* [Dataset records]
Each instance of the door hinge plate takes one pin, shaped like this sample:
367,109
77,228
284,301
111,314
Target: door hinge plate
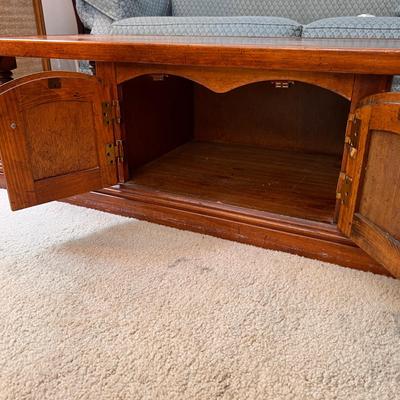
344,192
115,152
353,139
111,112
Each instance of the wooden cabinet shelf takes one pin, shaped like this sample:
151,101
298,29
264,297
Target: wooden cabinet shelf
295,184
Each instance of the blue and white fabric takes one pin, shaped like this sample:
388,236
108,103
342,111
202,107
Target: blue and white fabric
208,26
354,28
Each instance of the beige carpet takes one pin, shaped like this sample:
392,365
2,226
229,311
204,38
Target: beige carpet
94,306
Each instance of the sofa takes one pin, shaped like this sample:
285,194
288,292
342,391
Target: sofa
341,19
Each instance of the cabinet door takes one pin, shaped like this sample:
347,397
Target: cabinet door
55,141
370,187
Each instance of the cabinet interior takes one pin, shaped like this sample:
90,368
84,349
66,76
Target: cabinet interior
256,147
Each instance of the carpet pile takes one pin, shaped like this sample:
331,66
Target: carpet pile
96,306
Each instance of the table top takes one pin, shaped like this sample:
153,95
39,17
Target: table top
364,56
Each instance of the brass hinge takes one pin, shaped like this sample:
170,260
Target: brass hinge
345,188
111,112
115,152
353,139
282,84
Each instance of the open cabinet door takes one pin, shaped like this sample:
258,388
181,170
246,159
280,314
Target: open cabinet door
370,187
56,138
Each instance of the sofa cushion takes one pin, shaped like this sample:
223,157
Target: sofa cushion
207,26
119,9
304,11
354,28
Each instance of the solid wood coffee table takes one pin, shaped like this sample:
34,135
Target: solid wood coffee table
289,144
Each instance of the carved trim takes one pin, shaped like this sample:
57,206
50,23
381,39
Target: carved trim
221,80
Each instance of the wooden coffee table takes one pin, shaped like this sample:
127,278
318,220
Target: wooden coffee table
289,144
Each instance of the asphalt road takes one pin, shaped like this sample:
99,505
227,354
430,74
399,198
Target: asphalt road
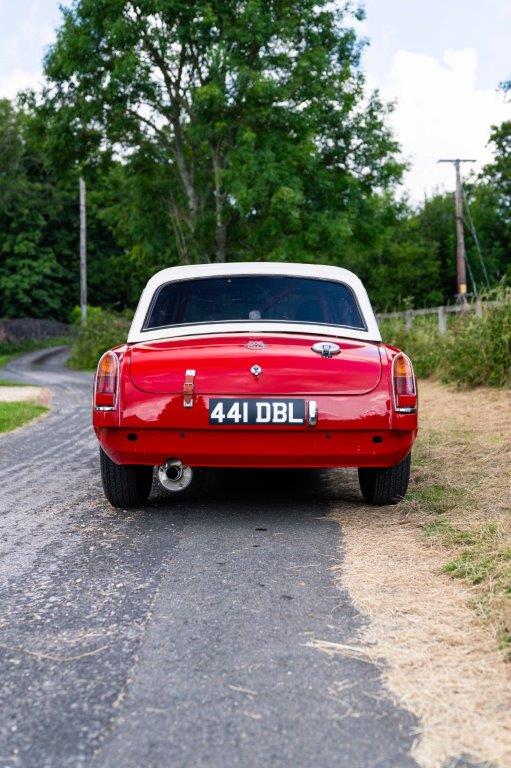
175,635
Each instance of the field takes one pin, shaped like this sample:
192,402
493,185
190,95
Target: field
433,577
15,414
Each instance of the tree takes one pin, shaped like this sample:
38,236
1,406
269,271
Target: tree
39,268
254,108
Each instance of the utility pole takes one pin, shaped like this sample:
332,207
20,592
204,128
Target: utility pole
83,251
461,266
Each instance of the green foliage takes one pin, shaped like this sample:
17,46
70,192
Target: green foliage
478,351
474,351
14,415
102,331
252,119
422,343
246,132
39,266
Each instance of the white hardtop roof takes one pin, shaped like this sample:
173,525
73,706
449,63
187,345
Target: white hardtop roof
229,269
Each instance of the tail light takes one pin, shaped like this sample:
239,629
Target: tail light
106,382
405,391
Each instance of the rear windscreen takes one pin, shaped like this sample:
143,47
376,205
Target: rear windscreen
254,298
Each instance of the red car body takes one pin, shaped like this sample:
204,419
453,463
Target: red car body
188,393
357,424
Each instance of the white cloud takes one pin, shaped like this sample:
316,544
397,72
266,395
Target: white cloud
440,113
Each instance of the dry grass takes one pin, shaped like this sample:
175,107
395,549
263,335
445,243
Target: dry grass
440,657
461,492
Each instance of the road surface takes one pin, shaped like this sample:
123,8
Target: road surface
175,635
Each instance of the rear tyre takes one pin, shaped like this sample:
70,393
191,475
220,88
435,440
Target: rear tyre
385,486
125,485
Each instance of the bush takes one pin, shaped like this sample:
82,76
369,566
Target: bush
103,330
479,349
422,343
474,351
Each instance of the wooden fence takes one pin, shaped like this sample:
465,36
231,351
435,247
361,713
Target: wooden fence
440,312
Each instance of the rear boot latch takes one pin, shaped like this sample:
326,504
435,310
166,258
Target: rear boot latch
312,415
188,388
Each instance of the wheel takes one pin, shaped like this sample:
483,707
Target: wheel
125,485
385,486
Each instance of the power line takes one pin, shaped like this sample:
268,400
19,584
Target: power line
476,240
461,258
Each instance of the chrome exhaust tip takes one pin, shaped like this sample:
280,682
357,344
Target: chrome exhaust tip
175,476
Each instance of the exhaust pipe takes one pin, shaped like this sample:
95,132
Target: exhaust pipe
174,475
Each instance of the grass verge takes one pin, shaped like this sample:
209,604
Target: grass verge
461,493
15,414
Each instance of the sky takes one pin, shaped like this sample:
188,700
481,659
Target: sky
439,61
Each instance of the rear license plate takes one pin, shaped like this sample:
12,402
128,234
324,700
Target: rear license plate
290,412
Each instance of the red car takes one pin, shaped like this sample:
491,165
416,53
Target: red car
253,365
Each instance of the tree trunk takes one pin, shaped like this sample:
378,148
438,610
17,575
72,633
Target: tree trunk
220,229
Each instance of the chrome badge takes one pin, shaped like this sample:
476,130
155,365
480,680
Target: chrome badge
256,345
326,348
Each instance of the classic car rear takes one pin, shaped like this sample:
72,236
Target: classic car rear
253,365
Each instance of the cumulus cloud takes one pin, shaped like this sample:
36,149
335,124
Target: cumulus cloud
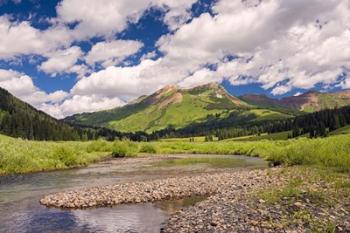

* [Task statement] Return the material word for word, images omitted.

* [Task output]
Each instance of the door hinge plate takes one pin, shaped like this sample:
367,109
77,228
284,301
111,314
Target: door hinge plate
344,192
115,152
353,139
111,112
Each instance of the wooden cabinet shelf takes one pin, shaped like this sample:
151,101
298,29
264,297
Target: wooden cabinet shelf
295,184
Each instance of the blue and white fabric takes one pin, shaped like this sample:
388,236
108,103
342,111
202,107
Target: blue and white fabric
208,26
354,28
Each instance of the beige carpet takes one pin, shaped like this sample:
392,365
2,226
229,311
204,38
Target: beige carpet
94,306
Each instance of the sofa takes one pin, shaped like this sample:
285,194
288,292
342,391
Target: sofa
341,19
Each instance of the cabinet door takes one pin, shaped like this sample:
347,397
Target: cabinet door
55,141
370,187
Each instance of the cabinet interior takes one pin, shaped like this sample:
90,368
84,349
66,76
Target: cabinet interior
256,147
Each instance of the carpet pile takes one pin, shaped like this sample:
331,66
Target: carpet pile
96,306
Each instance of the table top takes one pin, shaped like this sample:
153,95
39,17
Target: table top
364,56
Each instance of the brass hinge takes one pin, shaped like this sample:
170,260
Target: brass hinge
345,188
111,112
115,152
353,139
282,84
Each instance of the open cabinet door takes one pin, shaped like this sample:
258,388
181,170
246,159
280,314
Target: open cabinet door
370,187
56,138
Each instance of the sofa cushion takes one pin, shaped like this sample:
223,157
Target: sofa cushion
207,26
119,9
304,11
354,28
Each instance of the solid wood coffee table takes one pin, shaped like this sample:
34,135
Target: solid wood coffee table
289,144
Each instance of the carved trim takes one pin, shaped like this sample:
57,206
50,23
381,39
Target: carved trim
221,80
Each instance of the wooden coffee table takes one pin, shaped like this sample:
127,278
318,220
Target: wooden coffee table
289,144
Each instance of the asphalt road takes one pin, shaped like this sample:
99,505
227,354
430,74
399,198
Target: asphalt road
175,635
Each instance of the field takes one pin, shaped like this sample:
192,402
493,185
190,95
Target: field
433,577
15,414
Each instance of the tree takes one pin, shaped like this sample:
38,236
1,406
269,271
Target: tree
39,268
254,108
Each instance of the utility pole takes one pin, shaped like this sample:
332,207
20,592
204,128
Target: utility pole
83,251
461,266
Each instance of the green foliage takes one pin, shaped like this sample:
17,46
70,192
Target: green foliage
478,351
474,351
14,415
102,331
252,119
422,343
246,132
39,266
Each instance of the white hardtop roof takes one pin, shaped like this sample:
173,525
73,706
449,63
187,345
Target: white hardtop roof
229,269
Each instance of the tail light takes one pin, shaped like this sample:
239,629
Target: tail light
106,382
405,391
Each instance of the rear windscreen takes one pin, shaped like this sample:
143,47
376,205
Target: rear windscreen
254,298
Each instance of the red car body takes one pin, shaped like this sample:
204,419
453,463
Target: red car body
188,393
357,424
Each instance of the white cloud takes one pin, shaped like this sample:
316,544
397,72
266,395
Target: white cloud
440,113
Each instance of the dry grass takes one pin, shaped like this sample:
175,107
395,549
263,335
445,243
Target: dry grass
440,657
461,492
Each instance of the road surface takes one pin, shaped like this sample:
123,8
Target: road surface
175,635
Each instance of the rear tyre takes one pin, shaped like this sample:
70,393
191,475
220,88
435,440
Target: rear tyre
385,486
125,485
Each instance of the bush takes one pin, shaped like this sample:
82,76
369,566
Target: bush
103,330
479,349
422,343
474,351
Each instance of the wooden fence takes one pin, shaped like this sample:
465,36
231,351
435,247
361,713
Target: wooden fence
440,312
Each instance of the rear boot latch takes one pin, shaped like this sample:
326,504
435,310
166,258
Target: rear boot latch
312,415
188,388
Each instance of the wheel takes one pin, shaped like this sample:
483,707
Target: wheel
125,485
385,486
Each instance of the power line takes one pin, shaped like this sample:
268,400
19,584
Target: power line
476,240
461,258
Each instance of the chrome exhaust tip takes one pin, shaped like this sample:
280,682
357,344
Target: chrome exhaust tip
175,476
Each instance of the exhaust pipe takes one pin, shaped like this sample:
95,132
Target: exhaust pipe
174,475
Each instance of the grass verge takes one pin, shaped like this sample:
209,604
Target: grass verge
461,493
15,414
Each instance of the sky takes one pin, shaped like this sample:
188,700
481,659
Target: sky
439,61
Each instance of the rear license plate takes one pin, shaped like this sample:
12,402
128,234
324,700
Target: rear license plate
290,412
Each instance of the red car takes one pin, shaped like this sample:
491,165
416,53
Target: red car
253,365
Each instance of the tree trunk takes one pin, shaped like this sample:
378,148
438,610
17,575
72,633
Target: tree trunk
220,229
Each instance of the chrome badge takes one pin, shaped like this sample:
476,130
155,365
480,680
Target: chrome badge
256,345
326,348
Each instance of the classic car rear takes one pin, shaped like this sample:
72,236
Target: classic car rear
253,365
Each instance of the cumulus cloud takes one pin, shaped like this sample:
36,149
335,124
Target: cumulus cloud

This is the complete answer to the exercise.